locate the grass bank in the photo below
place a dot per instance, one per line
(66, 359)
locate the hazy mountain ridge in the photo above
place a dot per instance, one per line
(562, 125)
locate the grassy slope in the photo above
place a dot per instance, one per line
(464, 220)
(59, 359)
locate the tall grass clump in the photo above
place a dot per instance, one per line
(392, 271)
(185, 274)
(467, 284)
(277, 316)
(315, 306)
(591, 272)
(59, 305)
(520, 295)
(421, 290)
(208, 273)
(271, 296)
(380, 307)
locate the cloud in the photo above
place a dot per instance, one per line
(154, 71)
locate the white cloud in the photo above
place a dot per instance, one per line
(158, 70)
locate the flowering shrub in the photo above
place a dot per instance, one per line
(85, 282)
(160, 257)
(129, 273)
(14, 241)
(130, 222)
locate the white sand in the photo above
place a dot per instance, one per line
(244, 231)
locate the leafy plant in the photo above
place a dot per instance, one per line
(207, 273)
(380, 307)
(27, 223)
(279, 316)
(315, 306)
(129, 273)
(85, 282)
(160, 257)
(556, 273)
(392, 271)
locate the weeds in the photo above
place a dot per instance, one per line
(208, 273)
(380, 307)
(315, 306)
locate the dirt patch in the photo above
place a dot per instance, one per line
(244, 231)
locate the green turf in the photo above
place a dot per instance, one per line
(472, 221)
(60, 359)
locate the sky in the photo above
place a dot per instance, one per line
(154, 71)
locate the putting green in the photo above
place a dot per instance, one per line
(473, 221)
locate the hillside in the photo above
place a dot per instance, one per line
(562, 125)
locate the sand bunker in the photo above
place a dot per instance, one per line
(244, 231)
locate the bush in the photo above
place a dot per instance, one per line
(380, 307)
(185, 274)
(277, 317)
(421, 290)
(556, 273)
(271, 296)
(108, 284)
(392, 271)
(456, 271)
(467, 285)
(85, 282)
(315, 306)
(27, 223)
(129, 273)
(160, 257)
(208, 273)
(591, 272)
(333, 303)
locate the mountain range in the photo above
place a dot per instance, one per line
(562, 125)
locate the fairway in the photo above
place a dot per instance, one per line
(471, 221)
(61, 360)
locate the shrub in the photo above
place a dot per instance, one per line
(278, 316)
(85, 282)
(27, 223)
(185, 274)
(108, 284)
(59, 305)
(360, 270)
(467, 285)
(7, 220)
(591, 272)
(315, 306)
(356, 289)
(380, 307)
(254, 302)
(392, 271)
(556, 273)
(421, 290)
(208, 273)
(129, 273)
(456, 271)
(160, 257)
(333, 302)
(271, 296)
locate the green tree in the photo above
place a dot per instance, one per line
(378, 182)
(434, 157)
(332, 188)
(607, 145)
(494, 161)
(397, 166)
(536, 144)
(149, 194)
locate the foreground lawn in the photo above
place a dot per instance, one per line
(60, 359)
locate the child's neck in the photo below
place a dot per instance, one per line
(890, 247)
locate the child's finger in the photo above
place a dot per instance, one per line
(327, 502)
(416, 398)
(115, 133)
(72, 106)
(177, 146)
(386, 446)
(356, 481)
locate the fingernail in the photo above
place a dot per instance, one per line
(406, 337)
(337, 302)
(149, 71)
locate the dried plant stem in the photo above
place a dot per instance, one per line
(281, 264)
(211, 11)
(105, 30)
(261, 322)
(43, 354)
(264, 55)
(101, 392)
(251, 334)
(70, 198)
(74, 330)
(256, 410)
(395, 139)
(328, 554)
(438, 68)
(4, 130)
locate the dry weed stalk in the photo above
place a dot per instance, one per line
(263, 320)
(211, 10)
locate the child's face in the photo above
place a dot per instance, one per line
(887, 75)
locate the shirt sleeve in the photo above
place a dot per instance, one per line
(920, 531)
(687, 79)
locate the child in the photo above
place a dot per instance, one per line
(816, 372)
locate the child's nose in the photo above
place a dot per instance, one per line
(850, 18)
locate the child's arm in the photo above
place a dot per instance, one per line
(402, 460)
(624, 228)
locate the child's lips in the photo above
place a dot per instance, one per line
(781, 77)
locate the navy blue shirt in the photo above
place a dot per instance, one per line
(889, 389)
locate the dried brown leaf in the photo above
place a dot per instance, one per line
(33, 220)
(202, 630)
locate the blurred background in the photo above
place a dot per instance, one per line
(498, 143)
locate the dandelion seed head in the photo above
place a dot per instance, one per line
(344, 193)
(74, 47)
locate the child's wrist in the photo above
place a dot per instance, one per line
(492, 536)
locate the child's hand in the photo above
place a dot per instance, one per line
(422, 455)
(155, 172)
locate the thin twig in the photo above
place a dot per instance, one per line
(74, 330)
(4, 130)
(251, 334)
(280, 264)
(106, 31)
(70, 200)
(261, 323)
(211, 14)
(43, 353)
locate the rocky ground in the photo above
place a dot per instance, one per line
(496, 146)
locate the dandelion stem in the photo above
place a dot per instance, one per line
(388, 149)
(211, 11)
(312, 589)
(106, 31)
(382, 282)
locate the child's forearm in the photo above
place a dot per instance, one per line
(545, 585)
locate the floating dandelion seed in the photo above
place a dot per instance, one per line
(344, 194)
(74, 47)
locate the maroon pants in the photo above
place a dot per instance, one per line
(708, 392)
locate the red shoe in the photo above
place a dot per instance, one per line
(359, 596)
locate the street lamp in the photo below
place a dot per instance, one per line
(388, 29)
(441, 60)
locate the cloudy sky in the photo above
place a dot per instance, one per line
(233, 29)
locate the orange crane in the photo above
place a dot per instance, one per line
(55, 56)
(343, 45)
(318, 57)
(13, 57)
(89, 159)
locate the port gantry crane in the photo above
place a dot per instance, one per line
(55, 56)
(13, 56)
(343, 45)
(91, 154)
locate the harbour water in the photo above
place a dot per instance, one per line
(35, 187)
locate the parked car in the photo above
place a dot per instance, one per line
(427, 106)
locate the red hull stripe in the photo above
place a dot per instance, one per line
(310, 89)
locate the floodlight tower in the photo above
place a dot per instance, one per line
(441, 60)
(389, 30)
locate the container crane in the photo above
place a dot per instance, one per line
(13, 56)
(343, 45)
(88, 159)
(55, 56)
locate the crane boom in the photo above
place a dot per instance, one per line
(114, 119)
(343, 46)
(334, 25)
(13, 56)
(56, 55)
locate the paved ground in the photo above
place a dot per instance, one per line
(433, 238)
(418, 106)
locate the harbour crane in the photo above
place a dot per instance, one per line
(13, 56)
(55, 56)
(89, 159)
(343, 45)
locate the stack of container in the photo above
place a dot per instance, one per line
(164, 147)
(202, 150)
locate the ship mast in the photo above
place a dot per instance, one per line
++++
** Problem **
Exactly as shown, give every record again.

** Finished exercise **
locate the grass bank in the photo below
place a dot per instance, one per line
(66, 359)
locate the hazy mountain ridge in the photo above
place a dot per instance, one per line
(562, 125)
locate the grassy slope in the photo above
place a dot per instance, one per line
(464, 220)
(59, 359)
locate the tall grass clump in the photo above
place a dot per instance, one per line
(392, 271)
(185, 274)
(467, 284)
(277, 316)
(315, 306)
(591, 272)
(59, 305)
(520, 295)
(421, 290)
(208, 273)
(271, 296)
(380, 307)
locate the cloud in the photo above
place a dot per instance, one per line
(154, 71)
locate the white cloud in the photo above
place a dot per instance, one per line
(158, 70)
locate the flowering shrub in the photo above
place a dot per instance, one per line
(85, 282)
(160, 257)
(129, 273)
(14, 241)
(130, 222)
locate the white sand in the photo above
place a dot per instance, one per line
(244, 231)
locate the leafy plant in the photo above
place a dot per instance, one per line
(207, 273)
(380, 307)
(27, 223)
(279, 316)
(315, 306)
(129, 273)
(85, 282)
(160, 257)
(556, 273)
(392, 271)
locate the weeds in the photo above
place a dot per instance, one per line
(208, 273)
(380, 307)
(315, 306)
locate the dirt patch in the photo above
place a dot per instance, one per line
(244, 231)
locate the green turf in the photo above
place a dot per instance, one per line
(472, 221)
(60, 359)
locate the sky in the photo above
place a dot per instance, one per line
(154, 71)
locate the putting green in the photo above
place a dot per instance, one per line
(473, 221)
locate the hillside in the photo above
place a dot per instance, one per line
(562, 125)
locate the sand bunker in the photo above
place a dot per instance, one per line
(244, 231)
locate the bush in the photo above
place a dot per instance, one per line
(380, 307)
(185, 274)
(277, 317)
(421, 290)
(556, 273)
(271, 296)
(108, 284)
(392, 271)
(456, 271)
(467, 285)
(85, 282)
(315, 306)
(27, 223)
(129, 273)
(160, 257)
(208, 273)
(591, 272)
(333, 303)
locate the mountain range in the photo above
place a dot per instance, one per line
(562, 125)
locate the fairway in the photo above
place a dot per instance, one per line
(471, 221)
(61, 360)
locate the shrub in the photo above
place a dot per instance, one per line
(278, 316)
(85, 282)
(27, 223)
(185, 274)
(108, 284)
(59, 305)
(360, 270)
(467, 285)
(7, 220)
(591, 272)
(315, 306)
(356, 289)
(380, 307)
(254, 302)
(392, 271)
(556, 273)
(421, 290)
(208, 273)
(129, 273)
(456, 271)
(160, 257)
(333, 302)
(271, 296)
locate the green tree in the photo above
place a dot per instance, one per line
(378, 182)
(434, 157)
(332, 188)
(607, 145)
(494, 161)
(397, 166)
(536, 144)
(149, 194)
locate the foreground lawn in the photo above
place a dot per instance, one per line
(60, 359)
locate the child's neck in the photo below
place a dot per instance, one per line
(890, 247)
locate the child's finger in the photo above
place a dot per instance, one per line
(327, 502)
(416, 398)
(115, 133)
(72, 106)
(177, 146)
(386, 446)
(356, 481)
locate the fingernail in the photo above
place a dot per instance, one per line
(406, 337)
(337, 302)
(149, 71)
locate the dried plant stem in the photo above
place a dot per instance, one per line
(281, 264)
(211, 11)
(105, 30)
(261, 322)
(43, 354)
(264, 55)
(101, 392)
(251, 334)
(70, 198)
(74, 330)
(256, 410)
(395, 139)
(328, 554)
(438, 68)
(4, 130)
locate the dry weed stalk in the photo above
place a dot per instance, one per line
(263, 320)
(211, 10)
locate the child's face in the photo above
place a dot per instance, one per line
(887, 75)
locate the shirt sleeve in the photo above
place a dot per instance, one per line
(920, 531)
(687, 79)
locate the child in the photo above
place a dot per instance, one per line
(816, 372)
locate the child's nose in the photo above
place a dot per instance, one per line
(850, 18)
locate the child's arm in the photo above
place a dot per instance, one per line
(402, 460)
(624, 228)
locate the child's lips in the photo above
place a dot per instance, one per line
(781, 77)
locate the navy blue shirt in the photo above
place a dot per instance, one per line
(889, 389)
locate the dried brown leaf in the photo above
place a dot per instance, one per line
(33, 220)
(202, 630)
locate the blurred background in the photo above
place a dot per instance, one per line
(498, 143)
locate the dandelion seed head in the photo above
place a dot per instance, one per line
(344, 193)
(74, 47)
locate the child's wrist in the photo above
place a dot per instance, one per line
(492, 536)
locate the child's hand in the photo above
place a dot per instance, one per line
(422, 455)
(155, 172)
locate the thin twig in the photo above
place a dot per instance, one per line
(74, 330)
(4, 130)
(251, 334)
(280, 264)
(106, 31)
(70, 200)
(261, 323)
(211, 14)
(43, 353)
locate the rocky ground in the photo above
place a dot per instance, one per line
(496, 146)
locate the dandelion stem in the photo above
place a dot per instance, one per line
(388, 149)
(211, 11)
(312, 589)
(106, 31)
(382, 282)
locate the child's forearm in the photo above
place a dot per instance, one per line
(545, 585)
locate the floating dandelion seed in the photo above
place a dot per instance, one per line
(344, 194)
(74, 47)
locate the maroon pants in the photo above
place a dot per instance, one per line
(708, 392)
locate the red shoe in the photo above
place a dot per instance, one per line
(359, 596)
locate the street lamp in the photo below
place a dot per instance, one per line
(388, 29)
(441, 60)
locate the cloudy sky in the photo above
place a dot per instance, one per line
(233, 29)
locate the orange crane in the photo above
place a dot per instance, one per line
(55, 56)
(343, 45)
(318, 57)
(13, 57)
(89, 159)
locate the port gantry crane in the photo above
place a dot per instance, one per line
(55, 56)
(13, 56)
(343, 45)
(91, 154)
locate the harbour water in the photo above
place a dot per instance, one per line
(35, 187)
locate the parked car in the photo above
place a dot per instance, one per line
(427, 106)
locate the red hull stripe in the photo above
place a dot per instance, one per line
(310, 89)
locate the floodlight tower in the photo above
place a dot per instance, one per line
(441, 60)
(389, 30)
locate the container crane in the photo above
place a dot per instance, one per line
(13, 56)
(343, 45)
(88, 159)
(55, 56)
locate the crane boom in the photo above
place a dot per instance, one per line
(114, 119)
(343, 46)
(334, 25)
(13, 56)
(56, 55)
locate the paved ground in the photo above
place a dot per instance, one per line
(433, 238)
(418, 106)
locate the harbour crane in the photo above
place a dot per instance, one per line
(13, 56)
(55, 56)
(89, 159)
(343, 45)
locate the stack of container in the photo above
place a dot per instance, one per line
(164, 147)
(202, 150)
locate the ship mast in the photo above
place a dot per instance, one per line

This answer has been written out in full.